*** Data in this exercise
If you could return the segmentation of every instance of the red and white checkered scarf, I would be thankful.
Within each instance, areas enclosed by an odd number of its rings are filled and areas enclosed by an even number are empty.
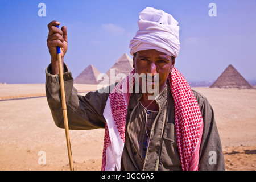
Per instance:
[[[125,123],[134,70],[110,93],[104,111],[106,119],[102,170],[120,170]],[[177,143],[182,169],[198,170],[203,121],[198,102],[182,75],[174,68],[168,77],[174,101]]]

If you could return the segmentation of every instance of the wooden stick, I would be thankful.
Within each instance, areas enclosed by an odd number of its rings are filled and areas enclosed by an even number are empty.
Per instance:
[[[59,26],[57,26],[59,27]],[[71,171],[74,171],[73,165],[73,158],[71,152],[71,146],[70,144],[69,133],[68,129],[68,114],[67,113],[66,98],[65,97],[65,89],[63,80],[63,71],[62,68],[61,55],[60,48],[57,47],[57,56],[58,58],[59,74],[60,77],[60,93],[61,95],[62,109],[63,111],[63,118],[64,122],[65,133],[66,134],[67,146],[68,147],[68,160]]]

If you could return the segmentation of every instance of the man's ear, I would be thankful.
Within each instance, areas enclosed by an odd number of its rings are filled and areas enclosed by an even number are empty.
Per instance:
[[[172,69],[174,68],[175,64],[175,57],[172,57],[172,65],[170,69],[170,72],[171,72],[172,71]]]
[[[134,69],[135,69],[135,54],[134,54],[134,55],[133,56],[133,68],[134,68]]]

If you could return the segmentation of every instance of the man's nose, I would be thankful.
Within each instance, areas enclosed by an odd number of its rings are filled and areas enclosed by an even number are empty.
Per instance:
[[[150,65],[148,73],[151,73],[152,76],[154,76],[155,73],[158,73],[156,68],[156,65],[155,65],[155,63],[152,63]]]

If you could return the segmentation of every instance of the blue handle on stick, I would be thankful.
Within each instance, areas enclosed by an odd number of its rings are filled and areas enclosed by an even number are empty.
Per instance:
[[[59,26],[56,26],[57,28],[59,28]],[[60,53],[60,47],[59,46],[57,46],[57,54],[59,54]]]

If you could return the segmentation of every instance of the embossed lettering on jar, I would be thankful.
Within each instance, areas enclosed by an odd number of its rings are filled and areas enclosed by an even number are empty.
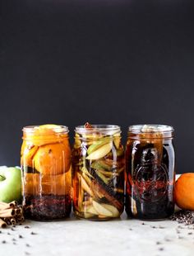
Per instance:
[[[139,219],[164,219],[174,210],[173,128],[129,127],[126,146],[126,211]]]

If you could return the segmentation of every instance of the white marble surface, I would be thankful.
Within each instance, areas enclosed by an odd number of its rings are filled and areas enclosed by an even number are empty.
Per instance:
[[[125,214],[121,220],[101,222],[73,216],[53,222],[27,220],[15,230],[1,230],[0,256],[194,255],[194,225],[171,220],[142,222],[127,219]]]

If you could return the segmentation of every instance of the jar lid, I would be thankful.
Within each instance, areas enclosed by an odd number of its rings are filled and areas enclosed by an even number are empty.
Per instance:
[[[121,127],[114,125],[91,125],[91,127],[86,128],[85,126],[78,126],[75,129],[75,132],[78,134],[101,134],[101,135],[114,135],[121,133]]]
[[[173,126],[165,125],[134,125],[128,128],[128,131],[136,133],[169,132],[174,131]]]
[[[42,126],[28,126],[23,128],[23,132],[27,134],[37,134],[37,135],[50,135],[64,134],[68,133],[69,130],[67,126],[60,125],[42,125]]]
[[[145,135],[145,136],[149,135],[163,135],[163,137],[172,137],[173,135],[174,129],[171,126],[166,125],[134,125],[128,127],[129,134],[133,135]]]

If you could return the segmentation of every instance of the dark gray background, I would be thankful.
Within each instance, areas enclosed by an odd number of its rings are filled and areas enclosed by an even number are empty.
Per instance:
[[[20,164],[21,129],[136,123],[176,130],[193,172],[194,9],[188,1],[25,0],[0,5],[0,164]]]

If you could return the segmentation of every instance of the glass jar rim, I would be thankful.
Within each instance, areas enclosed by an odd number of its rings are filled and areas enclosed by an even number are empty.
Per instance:
[[[167,125],[145,124],[133,125],[128,127],[128,132],[133,134],[150,134],[159,132],[162,134],[169,134],[173,133],[173,127]]]
[[[91,125],[91,128],[78,126],[75,128],[75,132],[78,134],[114,135],[121,133],[121,127],[115,125]]]
[[[48,126],[50,126],[50,127]],[[38,131],[39,130],[40,130],[41,126],[42,126],[41,125],[27,126],[24,126],[22,130],[24,133],[33,134],[35,131]],[[50,130],[58,135],[67,134],[69,132],[69,129],[67,126],[61,126],[61,125],[48,125],[48,126],[47,127],[45,126],[44,129]],[[42,133],[42,135],[44,135],[44,132]]]

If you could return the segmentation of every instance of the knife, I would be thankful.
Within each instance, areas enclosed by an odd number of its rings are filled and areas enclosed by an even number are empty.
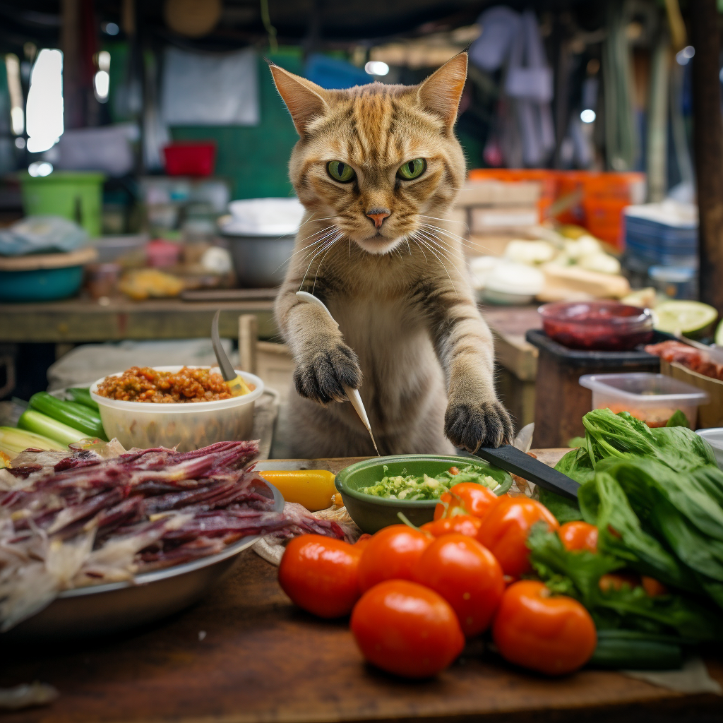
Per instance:
[[[213,347],[213,353],[216,355],[216,361],[218,362],[218,368],[221,370],[221,376],[228,387],[228,390],[234,397],[241,396],[241,394],[248,394],[251,391],[248,385],[244,381],[244,377],[236,373],[234,365],[223,351],[221,346],[221,337],[218,335],[218,317],[221,311],[219,309],[213,317],[211,322],[211,346]]]
[[[329,315],[329,318],[337,326],[339,325],[336,320],[331,315],[331,312],[329,311],[327,305],[318,296],[315,296],[314,294],[309,294],[308,291],[296,291],[296,298],[300,301],[305,301],[307,304],[315,304],[320,308],[323,309]],[[343,388],[346,398],[351,403],[351,406],[354,408],[359,419],[362,420],[362,424],[367,427],[367,431],[369,432],[369,437],[372,437],[372,444],[374,445],[374,450],[377,453],[377,455],[381,457],[382,455],[379,453],[379,450],[377,449],[377,442],[374,438],[374,433],[372,432],[372,425],[369,423],[369,417],[367,416],[367,410],[364,408],[364,403],[362,401],[362,395],[359,394],[359,390],[350,387],[347,384],[342,384],[341,386]]]
[[[525,454],[522,450],[518,450],[512,445],[503,445],[502,447],[481,447],[475,453],[475,455],[506,472],[518,474],[530,482],[534,482],[541,487],[567,497],[569,500],[577,500],[579,483],[572,477],[557,471],[552,467],[549,467],[529,454]]]

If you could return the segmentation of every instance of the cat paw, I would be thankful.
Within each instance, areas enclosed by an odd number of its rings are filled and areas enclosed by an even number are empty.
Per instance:
[[[346,344],[318,351],[309,361],[296,364],[294,382],[302,397],[320,404],[346,401],[342,385],[358,389],[362,384],[359,359]]]
[[[499,447],[514,438],[510,415],[498,401],[450,403],[445,413],[445,434],[455,447],[473,454],[480,447]]]

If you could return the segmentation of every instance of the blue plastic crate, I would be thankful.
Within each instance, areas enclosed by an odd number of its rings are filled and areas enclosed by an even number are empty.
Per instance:
[[[304,74],[327,90],[350,88],[374,82],[374,78],[362,68],[318,53],[309,56]]]

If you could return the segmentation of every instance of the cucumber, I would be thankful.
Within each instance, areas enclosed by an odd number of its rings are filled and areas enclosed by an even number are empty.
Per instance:
[[[93,401],[90,396],[90,390],[87,388],[72,387],[66,391],[73,398],[74,402],[82,404],[90,409],[95,409],[95,411],[98,411],[98,402]]]
[[[683,642],[637,630],[598,630],[597,647],[588,664],[623,670],[678,669],[683,666]]]
[[[100,415],[82,404],[64,401],[47,392],[38,392],[30,397],[30,406],[64,424],[85,432],[86,435],[108,441]]]
[[[74,442],[87,439],[88,435],[80,429],[73,429],[67,424],[64,424],[57,419],[54,419],[47,414],[36,411],[35,409],[26,409],[17,421],[17,426],[21,429],[33,432],[36,435],[42,435],[56,442],[60,442],[67,446]]]
[[[0,452],[11,459],[28,448],[67,451],[67,447],[55,440],[14,427],[0,427]],[[2,465],[0,465],[2,466]]]

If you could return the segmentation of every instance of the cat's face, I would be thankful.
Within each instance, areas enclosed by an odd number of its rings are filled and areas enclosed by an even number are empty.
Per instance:
[[[291,181],[323,228],[384,254],[440,225],[464,179],[452,127],[466,56],[411,87],[325,90],[271,69],[301,136]]]

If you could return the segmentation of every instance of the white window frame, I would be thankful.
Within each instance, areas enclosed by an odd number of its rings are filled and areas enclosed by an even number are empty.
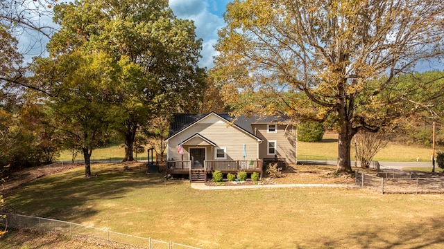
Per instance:
[[[274,126],[274,131],[270,131],[270,126]],[[268,124],[266,125],[266,133],[278,133],[278,124]]]
[[[274,149],[275,152],[274,153],[270,153],[270,149],[272,148],[270,147],[270,142],[274,142],[275,143],[275,147],[273,147],[273,149]],[[278,149],[278,142],[276,142],[276,140],[268,140],[266,142],[266,154],[268,156],[274,156],[276,154],[276,150]]]
[[[217,156],[217,151],[218,149],[223,149],[223,157],[218,157]],[[226,147],[219,147],[214,149],[214,159],[215,160],[225,160],[227,159],[227,148]]]

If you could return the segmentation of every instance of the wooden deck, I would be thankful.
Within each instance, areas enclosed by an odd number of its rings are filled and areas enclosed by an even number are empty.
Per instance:
[[[216,170],[223,174],[237,174],[239,171],[247,173],[257,172],[262,177],[262,160],[205,160],[203,167],[191,167],[191,162],[189,160],[168,160],[166,161],[166,174],[188,174],[189,179],[191,177],[191,171],[203,171],[205,174],[212,174]],[[205,180],[206,181],[206,177]]]

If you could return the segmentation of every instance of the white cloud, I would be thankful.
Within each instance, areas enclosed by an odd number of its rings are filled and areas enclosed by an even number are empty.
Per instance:
[[[194,21],[196,35],[203,40],[199,66],[213,67],[212,57],[216,55],[213,46],[217,40],[217,30],[225,26],[225,22],[221,16],[211,10],[220,11],[220,8],[218,9],[212,0],[169,0],[169,6],[178,18]]]

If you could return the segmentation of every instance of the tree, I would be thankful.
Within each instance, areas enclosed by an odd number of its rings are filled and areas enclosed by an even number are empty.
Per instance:
[[[388,143],[386,134],[382,132],[359,131],[356,136],[357,156],[361,162],[361,167],[368,168],[373,157]]]
[[[124,66],[111,60],[105,53],[78,49],[54,59],[40,59],[33,68],[34,82],[49,94],[42,101],[51,108],[52,118],[59,120],[58,129],[83,154],[86,177],[91,176],[94,148],[106,142],[114,122],[114,84]]]
[[[274,105],[290,116],[330,118],[339,133],[336,172],[349,174],[355,134],[376,132],[424,110],[444,92],[435,79],[413,84],[397,77],[443,57],[443,5],[234,1],[216,46],[216,75],[229,93],[225,100],[248,109],[248,100],[260,94],[266,98],[255,103],[256,111]]]
[[[133,160],[140,127],[160,110],[186,107],[204,86],[194,23],[176,18],[166,0],[80,0],[54,12],[61,28],[51,39],[51,54],[82,47],[133,64],[117,79],[121,111],[113,128],[124,139],[124,160]]]

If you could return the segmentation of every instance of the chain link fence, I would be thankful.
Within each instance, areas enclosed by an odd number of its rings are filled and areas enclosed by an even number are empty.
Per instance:
[[[382,194],[443,194],[444,178],[418,177],[408,172],[382,172],[373,176],[357,172],[355,182]]]
[[[29,230],[40,232],[50,232],[67,236],[92,237],[110,245],[127,246],[130,248],[148,249],[189,249],[198,248],[172,241],[166,242],[151,238],[126,234],[105,230],[87,225],[76,224],[47,218],[26,215],[0,213],[6,217],[1,221],[0,226],[15,230]]]

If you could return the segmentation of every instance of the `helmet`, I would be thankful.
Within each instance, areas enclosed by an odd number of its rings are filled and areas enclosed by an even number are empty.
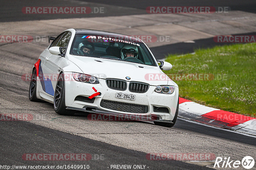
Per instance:
[[[137,58],[138,56],[138,49],[137,47],[133,45],[126,44],[121,49],[121,58],[123,59],[126,57],[125,53],[134,53],[134,57]]]
[[[83,49],[85,47],[90,50],[90,52],[89,53],[84,53],[83,51]],[[93,43],[89,42],[87,41],[84,41],[80,43],[78,45],[77,53],[84,56],[89,56],[92,55],[92,52],[94,51],[94,49],[95,47]]]

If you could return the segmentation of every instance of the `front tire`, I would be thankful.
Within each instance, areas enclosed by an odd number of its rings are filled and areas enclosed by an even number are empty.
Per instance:
[[[36,68],[34,68],[32,72],[28,90],[28,98],[32,102],[41,101],[41,100],[36,97]]]
[[[66,109],[65,103],[65,82],[63,73],[61,73],[60,74],[58,78],[54,93],[53,106],[55,112],[60,115],[72,116],[74,114],[72,111]]]
[[[154,122],[154,124],[158,126],[164,126],[165,127],[172,127],[174,126],[175,123],[176,123],[176,121],[177,120],[177,117],[178,116],[178,113],[179,113],[179,98],[178,98],[178,103],[177,104],[177,107],[176,109],[176,111],[175,112],[175,115],[174,116],[174,118],[172,121],[173,123],[171,124],[170,123],[165,123],[164,122]]]

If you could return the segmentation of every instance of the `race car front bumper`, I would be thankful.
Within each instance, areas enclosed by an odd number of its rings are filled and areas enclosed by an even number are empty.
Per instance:
[[[153,121],[172,123],[175,115],[179,97],[179,88],[175,87],[173,93],[171,94],[163,94],[154,91],[155,86],[149,86],[148,91],[143,93],[132,92],[128,89],[120,91],[109,88],[104,79],[98,79],[99,84],[92,84],[73,81],[65,81],[65,102],[67,109],[94,113],[104,114],[108,115],[128,117],[131,119],[138,119],[139,117],[141,120]],[[129,82],[127,81],[129,84]],[[82,101],[77,100],[77,97],[81,96],[86,97],[90,96],[95,92],[92,88],[101,93],[94,100],[89,101]],[[121,92],[136,96],[135,100],[129,100],[116,97],[117,92]],[[75,100],[76,99],[76,100]],[[118,109],[116,107],[112,109],[108,103],[108,107],[103,106],[102,103],[105,101],[118,104],[126,105],[126,108],[129,106],[131,111],[124,110],[124,107],[120,106]],[[121,104],[120,104],[121,103]],[[113,108],[114,107],[113,104]],[[119,105],[120,106],[120,105]],[[136,110],[141,107],[146,107],[144,112],[138,111]],[[161,112],[156,111],[156,108],[165,108],[167,111]]]

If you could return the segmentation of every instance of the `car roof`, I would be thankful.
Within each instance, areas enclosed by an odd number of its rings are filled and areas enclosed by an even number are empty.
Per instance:
[[[76,34],[92,34],[98,35],[101,35],[102,36],[109,36],[109,37],[124,37],[126,38],[128,38],[129,39],[132,41],[139,42],[143,43],[140,39],[130,36],[127,35],[123,34],[119,34],[119,33],[116,33],[115,32],[108,32],[108,31],[105,31],[100,30],[90,30],[89,29],[75,29],[76,30]]]

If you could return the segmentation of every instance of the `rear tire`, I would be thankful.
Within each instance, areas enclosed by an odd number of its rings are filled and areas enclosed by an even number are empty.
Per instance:
[[[36,70],[34,68],[32,72],[30,80],[29,89],[28,90],[28,98],[32,102],[39,102],[41,100],[36,97]]]
[[[175,123],[176,123],[176,121],[177,120],[177,117],[178,116],[178,113],[179,113],[179,98],[178,98],[178,103],[177,104],[177,107],[176,109],[176,111],[175,112],[175,116],[174,116],[174,118],[172,121],[173,123],[173,124],[171,123],[165,123],[164,122],[154,122],[154,124],[158,126],[164,126],[165,127],[172,127],[174,126],[175,124]]]
[[[53,100],[54,110],[56,113],[61,115],[72,116],[75,113],[66,109],[65,103],[65,82],[64,74],[61,73],[59,76]]]

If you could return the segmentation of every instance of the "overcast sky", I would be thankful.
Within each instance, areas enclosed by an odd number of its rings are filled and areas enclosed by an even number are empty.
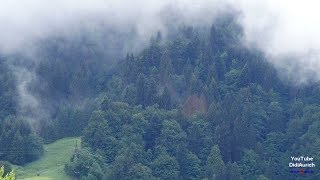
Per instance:
[[[141,38],[166,31],[168,10],[190,25],[210,24],[236,9],[243,43],[299,82],[320,80],[320,3],[316,0],[2,0],[0,52],[27,48],[52,34],[102,21],[118,30],[135,27]]]

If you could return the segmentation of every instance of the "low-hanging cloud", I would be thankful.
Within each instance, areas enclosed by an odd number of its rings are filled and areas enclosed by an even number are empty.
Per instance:
[[[258,47],[296,85],[320,80],[320,2],[241,1],[245,43]]]
[[[224,5],[218,0],[4,0],[0,52],[21,51],[39,39],[73,35],[99,23],[124,33],[134,30],[144,41],[157,31],[166,33],[168,18],[177,24],[210,24]]]
[[[231,9],[241,12],[244,43],[258,47],[289,79],[320,80],[320,17],[317,0],[3,0],[0,53],[30,51],[38,40],[70,36],[102,23],[115,31],[135,30],[141,46],[166,23],[210,25]],[[137,41],[139,40],[139,42]]]
[[[124,52],[132,52],[157,31],[165,36],[168,24],[210,26],[221,13],[236,11],[243,43],[263,51],[282,75],[300,85],[320,80],[318,5],[316,0],[3,0],[0,54],[32,53],[38,41],[76,36],[100,25],[120,34],[134,31],[124,47]],[[31,80],[21,73],[34,78],[32,72],[15,73],[21,111],[29,103],[38,109],[38,99],[26,88]]]

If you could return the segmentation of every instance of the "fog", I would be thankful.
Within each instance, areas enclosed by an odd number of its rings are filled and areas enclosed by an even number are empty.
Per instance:
[[[241,1],[244,43],[296,85],[320,80],[319,1]]]
[[[169,25],[209,27],[221,13],[237,11],[242,43],[260,49],[280,74],[302,85],[320,80],[319,5],[316,0],[2,0],[0,54],[30,55],[43,39],[76,36],[100,25],[120,34],[135,32],[121,49],[125,53],[142,49],[158,31],[165,37]],[[112,47],[114,41],[106,43]],[[12,70],[21,112],[45,114],[27,88],[35,79],[32,70]]]
[[[34,43],[53,35],[70,36],[97,23],[119,32],[135,30],[141,49],[167,23],[210,25],[221,12],[238,10],[243,43],[261,49],[297,84],[320,79],[320,3],[316,0],[3,0],[0,52],[31,52]],[[138,41],[139,40],[139,41]]]

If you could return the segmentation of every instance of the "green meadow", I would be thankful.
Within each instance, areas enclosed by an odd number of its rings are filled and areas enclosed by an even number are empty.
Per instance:
[[[23,180],[68,180],[64,164],[70,159],[79,137],[63,138],[44,146],[44,154],[37,161],[24,166],[14,166],[17,179]]]

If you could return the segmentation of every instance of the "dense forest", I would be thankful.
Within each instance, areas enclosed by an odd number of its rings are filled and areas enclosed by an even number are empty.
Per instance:
[[[76,179],[320,178],[288,167],[291,156],[320,163],[320,84],[290,83],[241,43],[234,16],[158,32],[122,56],[106,53],[107,37],[47,39],[37,61],[0,57],[3,163],[26,164],[43,144],[81,136],[65,165]],[[41,111],[22,108],[13,67],[33,72],[24,90]]]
******
Exercise directions:
Report only the number of lines in the items above that contain the string "wooden". Matching is case-sensitive.

Result:
2